DATA SHOWN |
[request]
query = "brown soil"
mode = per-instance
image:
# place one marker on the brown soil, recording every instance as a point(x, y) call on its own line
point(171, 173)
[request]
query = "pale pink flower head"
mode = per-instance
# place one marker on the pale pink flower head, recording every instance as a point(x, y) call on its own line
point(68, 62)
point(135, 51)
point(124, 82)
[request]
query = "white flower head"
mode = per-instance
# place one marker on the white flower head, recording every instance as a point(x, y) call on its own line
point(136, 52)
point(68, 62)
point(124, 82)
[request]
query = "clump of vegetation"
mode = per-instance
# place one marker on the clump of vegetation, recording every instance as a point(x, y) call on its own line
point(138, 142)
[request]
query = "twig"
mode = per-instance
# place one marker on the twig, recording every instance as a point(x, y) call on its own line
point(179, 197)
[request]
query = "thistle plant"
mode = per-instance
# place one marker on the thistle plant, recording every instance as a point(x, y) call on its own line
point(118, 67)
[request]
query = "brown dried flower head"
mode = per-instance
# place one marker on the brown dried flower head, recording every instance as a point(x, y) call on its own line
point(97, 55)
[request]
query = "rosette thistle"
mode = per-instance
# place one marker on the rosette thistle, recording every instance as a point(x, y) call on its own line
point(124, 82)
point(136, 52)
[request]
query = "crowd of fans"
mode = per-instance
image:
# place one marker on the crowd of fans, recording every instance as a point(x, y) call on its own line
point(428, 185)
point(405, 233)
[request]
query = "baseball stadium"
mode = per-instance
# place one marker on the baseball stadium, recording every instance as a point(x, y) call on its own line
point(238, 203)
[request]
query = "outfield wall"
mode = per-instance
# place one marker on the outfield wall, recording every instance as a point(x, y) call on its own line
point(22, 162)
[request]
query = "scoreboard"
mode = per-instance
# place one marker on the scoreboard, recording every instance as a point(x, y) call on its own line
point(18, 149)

PROBLEM TO WORK ON | Copy out each line above, character for character.

TASK SOLUTION |
[request]
query = "brown soil"
mode = per-instance
image:
# place one marker on the brown soil, recording every instance as a point(x, y) call on its own line
point(171, 173)
[request]
query = "pale pink flower head"
mode = per-instance
# place one marker on the pale pink flower head, recording every instance as a point(x, y) call on its own line
point(68, 62)
point(135, 51)
point(124, 82)
[request]
query = "white flower head"
mode = per-instance
# place one marker on the white flower head, recording every instance as a point(x, y) call on its own line
point(136, 52)
point(68, 62)
point(124, 82)
[request]
query = "clump of vegetation"
mode = per-instance
# place one marker on the clump of vegetation, recording every instance as a point(x, y) call on its own line
point(138, 142)
[request]
query = "twig"
mode = per-instance
# place one marker on the twig, recording every instance as a point(x, y) call on its own line
point(179, 197)
[request]
query = "thistle plant"
mode = per-instance
# place one marker on the thistle plant, recording every instance as a point(x, y) call on its own line
point(118, 67)
[request]
query = "brown dried flower head"
mode = per-instance
# place one marker on the brown dried flower head, recording every instance as a point(x, y) call on its own line
point(97, 55)
[request]
query = "rosette thistle"
mode = per-instance
# place one marker on the rosette thistle, recording every instance as a point(x, y) call on its own line
point(124, 82)
point(136, 52)
[request]
query = "crowd of fans"
mode = per-instance
image:
# place one marker on the crowd of fans, recording every instance as a point(x, y) call on its own line
point(428, 185)
point(405, 233)
[request]
query = "baseball stadium"
mode = per-instance
# place one marker on the baseball stadium, recording every instance as a point(x, y) call on its own line
point(238, 203)
[request]
query = "outfield wall"
mode = per-instance
# place one marker on the outfield wall, recording every instance as a point(x, y) call on its own line
point(22, 162)
[request]
query = "scoreboard"
mode = per-instance
# place one marker on the scoreboard, recording every instance as a point(x, y) call on its own line
point(18, 149)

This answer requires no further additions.